Task requirements -> Extract every line of the records that contains the word "suit", matching case exactly.

Material provided ->
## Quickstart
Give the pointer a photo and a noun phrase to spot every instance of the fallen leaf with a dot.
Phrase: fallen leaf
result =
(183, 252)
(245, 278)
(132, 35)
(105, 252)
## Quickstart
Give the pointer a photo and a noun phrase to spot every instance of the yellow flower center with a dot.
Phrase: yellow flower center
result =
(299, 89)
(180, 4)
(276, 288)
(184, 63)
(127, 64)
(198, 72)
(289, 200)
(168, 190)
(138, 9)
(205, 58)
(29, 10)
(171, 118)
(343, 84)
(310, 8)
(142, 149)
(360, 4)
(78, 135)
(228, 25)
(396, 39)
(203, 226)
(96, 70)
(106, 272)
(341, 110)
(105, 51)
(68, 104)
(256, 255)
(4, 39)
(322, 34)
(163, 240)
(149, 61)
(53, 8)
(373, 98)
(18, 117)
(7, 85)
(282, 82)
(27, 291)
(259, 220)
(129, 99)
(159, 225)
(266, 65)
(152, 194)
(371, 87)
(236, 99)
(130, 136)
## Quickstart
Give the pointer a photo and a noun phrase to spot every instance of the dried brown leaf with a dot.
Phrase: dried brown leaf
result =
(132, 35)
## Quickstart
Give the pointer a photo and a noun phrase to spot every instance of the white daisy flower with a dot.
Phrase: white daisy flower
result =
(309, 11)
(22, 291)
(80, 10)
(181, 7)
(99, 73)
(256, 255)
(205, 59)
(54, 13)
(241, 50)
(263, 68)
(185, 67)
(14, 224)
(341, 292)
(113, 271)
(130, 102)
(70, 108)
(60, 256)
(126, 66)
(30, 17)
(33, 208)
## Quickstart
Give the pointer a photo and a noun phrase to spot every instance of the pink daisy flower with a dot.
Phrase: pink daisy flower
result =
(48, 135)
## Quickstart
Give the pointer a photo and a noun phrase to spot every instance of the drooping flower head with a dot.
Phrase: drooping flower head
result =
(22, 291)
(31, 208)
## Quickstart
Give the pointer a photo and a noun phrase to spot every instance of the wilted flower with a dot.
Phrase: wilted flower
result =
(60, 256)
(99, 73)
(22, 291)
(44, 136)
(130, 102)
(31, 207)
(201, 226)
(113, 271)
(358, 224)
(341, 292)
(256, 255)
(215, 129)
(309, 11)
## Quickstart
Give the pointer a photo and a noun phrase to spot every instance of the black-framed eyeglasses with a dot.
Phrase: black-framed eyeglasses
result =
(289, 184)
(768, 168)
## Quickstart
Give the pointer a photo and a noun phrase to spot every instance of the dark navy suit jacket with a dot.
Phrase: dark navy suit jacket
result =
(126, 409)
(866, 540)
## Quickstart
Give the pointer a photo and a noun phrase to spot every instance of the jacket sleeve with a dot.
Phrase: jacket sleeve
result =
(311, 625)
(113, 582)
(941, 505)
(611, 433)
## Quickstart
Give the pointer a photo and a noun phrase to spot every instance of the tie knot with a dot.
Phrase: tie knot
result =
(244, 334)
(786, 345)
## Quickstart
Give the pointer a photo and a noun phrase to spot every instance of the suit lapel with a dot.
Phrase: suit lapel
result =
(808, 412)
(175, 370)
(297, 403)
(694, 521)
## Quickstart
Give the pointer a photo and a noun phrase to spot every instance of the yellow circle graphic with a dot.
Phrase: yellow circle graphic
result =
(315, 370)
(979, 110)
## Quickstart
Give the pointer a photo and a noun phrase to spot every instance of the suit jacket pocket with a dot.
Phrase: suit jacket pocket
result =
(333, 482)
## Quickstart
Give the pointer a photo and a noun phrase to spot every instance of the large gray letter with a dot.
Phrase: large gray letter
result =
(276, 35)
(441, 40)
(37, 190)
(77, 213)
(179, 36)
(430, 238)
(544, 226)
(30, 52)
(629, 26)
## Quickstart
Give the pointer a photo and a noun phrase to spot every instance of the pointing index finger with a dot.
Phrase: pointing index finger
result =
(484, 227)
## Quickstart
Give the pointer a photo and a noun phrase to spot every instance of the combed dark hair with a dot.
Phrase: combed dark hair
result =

Response to this exercise ->
Give the pointer a photo and a noun phrase to spot every instance of the dark navy suit jacket with a dot.
Phrase: dark navy suit jacket
Give the pointer a photo and a noun phrase to spot every instance of the suit lapel with a dot.
Phrase: suit lapel
Give the pointer a photo and a noun phrase to spot every instance of the suit jacket pocket with a dot.
Phrase: suit jacket pocket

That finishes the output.